(The tasks)
• 1. In the semiconductor test excerpt, what value should the etching selectivity between the dielectric layer and the test film layer exceed?
• 2. Locate each line in the records that contains the word "instance", and copy those lines.

(Source excerpt)
· · · ·
Specifically, the substrate 20 may be, but is not limited to, a silicon substrate, and this embodiment is described by taking the substrate 20 as a silicon substrate as an example. In other examples, the substrate 20 may be a semiconductor substrate such as gallium nitride, gallium arsenide, gallium carbide, silicon carbide, or SOI. The dielectric layer 21 and the test film layer 22 are both formed outside the semiconductor device under test. The dielectric layer 21 and the test film layer 22 may be sequentially deposited on the surface of the substrate 20 by a chemical vapor deposition process, a physical vapor deposition process, or an atomic layer deposition process. And then, the dielectric layer 21 is used as an etching stop layer to etch the test film layer 22, so as to form the groove penetrating through the test film layer 22 along the direction perpendicular to the top surface of the substrate 20 (i.e. the surface of the substrate 20 facing the test film layer 22). The material of the dielectric layer 21 may be, but is not limited to, an oxide material, such as silicon dioxide. In order to avoid over-etching, which affects the accuracy of the measurement of the feature size of the test pattern, the dielectric layer 21 and the test film layer 22 should have a high etching selectivity, for example, the etching selectivity between the dielectric layer 21 and the test film layer 22 is greater than 3.
According to the method, the forming process of the test chip 30 is completed outside the semiconductor machine to be tested, and the forming process of the test chip 30 or the test film layer 22 does not need to be performed inside the semiconductor machine, so that on one hand, the time for testing the air tightness of the semiconductor machine is shortened, the efficiency of testing the air tightness of the semiconductor machine is improved, the shutdown time of the semiconductor machine caused by the air tightness test is reduced, and the productivity of the semiconductor machine is improved; on the other hand, the raw material gas for forming the test chip 30 or the test film layer 22 does not need to be transmitted to the inside of the semiconductor machine, so that the probability of polluting the inside of the semiconductor machine is reduced, and the time for cleaning the semiconductor machine is saved.
· · · ·
(Records provided)
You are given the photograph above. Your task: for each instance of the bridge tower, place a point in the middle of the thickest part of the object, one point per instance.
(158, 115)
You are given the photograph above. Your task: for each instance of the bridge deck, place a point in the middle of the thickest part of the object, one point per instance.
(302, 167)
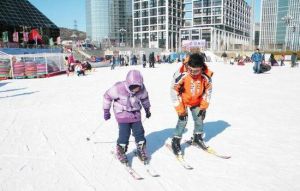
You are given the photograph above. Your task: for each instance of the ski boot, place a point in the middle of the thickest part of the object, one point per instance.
(176, 146)
(198, 141)
(141, 151)
(121, 153)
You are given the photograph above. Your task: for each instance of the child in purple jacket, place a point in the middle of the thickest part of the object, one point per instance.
(128, 97)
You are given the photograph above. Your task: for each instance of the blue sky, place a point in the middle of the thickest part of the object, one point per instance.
(64, 12)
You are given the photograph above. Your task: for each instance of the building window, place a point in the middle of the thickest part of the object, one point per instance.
(153, 12)
(206, 20)
(153, 36)
(137, 6)
(137, 22)
(187, 15)
(161, 2)
(187, 7)
(144, 13)
(161, 20)
(197, 21)
(187, 22)
(136, 14)
(145, 21)
(153, 20)
(161, 11)
(153, 3)
(161, 27)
· · · ·
(Solutions to each task)
• 1. It should be greater than 3.

• 2.
You are given the photograph above. Your task: for each instance of the bridge tower, place a point in the middle of the thickest part of the object, one point per instance.
You are given the photograph above. Your task: for each instance of the bridge deck, place a point in the middle of the thickest part of the object, one point per instance.
You are given the photograph above. Your task: for each instance of the ski boot, place a point in the middle of the thickest part of the object, one point per instance.
You are given the photograph above. Your task: for each instance of the child in purple jacket, place a point in the middle of the thickest part of the object, one point per instance.
You are given the photograph above. Your task: for each instance of the blue sky, place a point in the middle of the thickest part of the object, one point per instance.
You are given the photograph above. Your task: for each instance of the building window, place a point in the middle of the thickest part of the object, one point per instance.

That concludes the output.